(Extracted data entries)
↓↓↓
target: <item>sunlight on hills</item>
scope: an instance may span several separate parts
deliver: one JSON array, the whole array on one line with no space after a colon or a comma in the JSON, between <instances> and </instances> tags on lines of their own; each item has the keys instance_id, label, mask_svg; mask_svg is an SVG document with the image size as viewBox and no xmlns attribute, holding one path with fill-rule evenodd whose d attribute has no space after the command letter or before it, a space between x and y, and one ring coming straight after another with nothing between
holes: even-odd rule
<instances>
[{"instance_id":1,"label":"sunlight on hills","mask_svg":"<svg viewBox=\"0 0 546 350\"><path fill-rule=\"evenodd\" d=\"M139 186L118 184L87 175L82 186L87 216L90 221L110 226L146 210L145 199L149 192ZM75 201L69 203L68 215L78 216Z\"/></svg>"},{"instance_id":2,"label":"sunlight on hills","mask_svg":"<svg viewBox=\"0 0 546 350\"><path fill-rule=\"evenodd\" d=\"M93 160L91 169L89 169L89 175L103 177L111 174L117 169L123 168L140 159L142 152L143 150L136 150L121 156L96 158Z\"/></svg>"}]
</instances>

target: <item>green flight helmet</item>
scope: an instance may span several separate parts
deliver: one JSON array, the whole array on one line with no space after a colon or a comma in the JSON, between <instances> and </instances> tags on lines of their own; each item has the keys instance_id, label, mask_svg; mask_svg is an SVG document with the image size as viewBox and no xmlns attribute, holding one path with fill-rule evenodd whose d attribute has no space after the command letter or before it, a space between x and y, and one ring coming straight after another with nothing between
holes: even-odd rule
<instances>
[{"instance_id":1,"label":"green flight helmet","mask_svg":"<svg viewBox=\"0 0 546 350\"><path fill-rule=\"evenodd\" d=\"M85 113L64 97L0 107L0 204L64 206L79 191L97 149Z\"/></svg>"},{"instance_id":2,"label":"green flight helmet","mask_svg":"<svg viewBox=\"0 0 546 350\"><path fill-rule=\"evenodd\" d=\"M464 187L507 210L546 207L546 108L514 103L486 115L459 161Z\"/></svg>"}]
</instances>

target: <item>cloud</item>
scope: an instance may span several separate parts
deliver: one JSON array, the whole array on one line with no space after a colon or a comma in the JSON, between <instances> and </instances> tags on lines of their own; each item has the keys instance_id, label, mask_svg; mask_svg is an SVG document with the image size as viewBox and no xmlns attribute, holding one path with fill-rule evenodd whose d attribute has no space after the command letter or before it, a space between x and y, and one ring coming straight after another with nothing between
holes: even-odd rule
↑↑↑
Exercise: Would you mind giving all the records again exactly?

Solution for this exercise:
target: <item>sunlight on hills</item>
scope: an instance may span several separate parts
deliver: one JSON array, the whole array on one line with no space after a colon or a comma in the JSON, between <instances> and </instances> tags on lines of their own; each item has the keys instance_id, label, mask_svg; mask_svg is an SVG document with the image size as viewBox and no xmlns attribute, holding one path with fill-rule evenodd whose d attribute has no space after the command letter or before it, a space between x and y, and one ring coming straight after another with nothing between
holes: even-odd rule
<instances>
[{"instance_id":1,"label":"sunlight on hills","mask_svg":"<svg viewBox=\"0 0 546 350\"><path fill-rule=\"evenodd\" d=\"M139 186L118 184L87 175L82 186L87 216L90 221L110 226L146 210L145 199L149 192ZM75 201L69 203L68 215L78 216Z\"/></svg>"},{"instance_id":2,"label":"sunlight on hills","mask_svg":"<svg viewBox=\"0 0 546 350\"><path fill-rule=\"evenodd\" d=\"M93 160L91 169L89 169L89 175L103 177L111 174L117 169L123 168L140 159L142 152L143 150L136 150L121 156L96 158Z\"/></svg>"}]
</instances>

target: <item>green flight helmet</item>
scope: an instance may span several separate parts
deliver: one JSON array, the whole array on one line with no space after a colon or a comma in the JSON, between <instances> and </instances> tags on lines of their own; each item has the keys instance_id, label, mask_svg; mask_svg is an SVG document with the image size as viewBox and no xmlns attribute, holding one path with fill-rule evenodd whose d attribute has no space after the command letter or before it, a space between x and y, and one ring coming straight after another with nothing between
holes: even-odd rule
<instances>
[{"instance_id":1,"label":"green flight helmet","mask_svg":"<svg viewBox=\"0 0 546 350\"><path fill-rule=\"evenodd\" d=\"M85 113L64 97L0 107L0 204L64 206L79 191L97 149Z\"/></svg>"},{"instance_id":2,"label":"green flight helmet","mask_svg":"<svg viewBox=\"0 0 546 350\"><path fill-rule=\"evenodd\" d=\"M464 187L507 210L546 207L546 108L514 103L486 115L459 161Z\"/></svg>"}]
</instances>

target: <item>cloud</item>
scope: an instance may span several separate parts
deliver: one JSON array, the whole array on one line with no space after a colon or a comma in the JSON, between <instances> and </instances> tags on lines of their own; each item has the keys instance_id, label, mask_svg; mask_svg is an SVG document with the image size as viewBox and no xmlns attribute, holding one path with fill-rule evenodd whose d attribute has no space after the command letter or before it, a space between x and y, and one ring coming straight after another with nothing between
holes: even-odd rule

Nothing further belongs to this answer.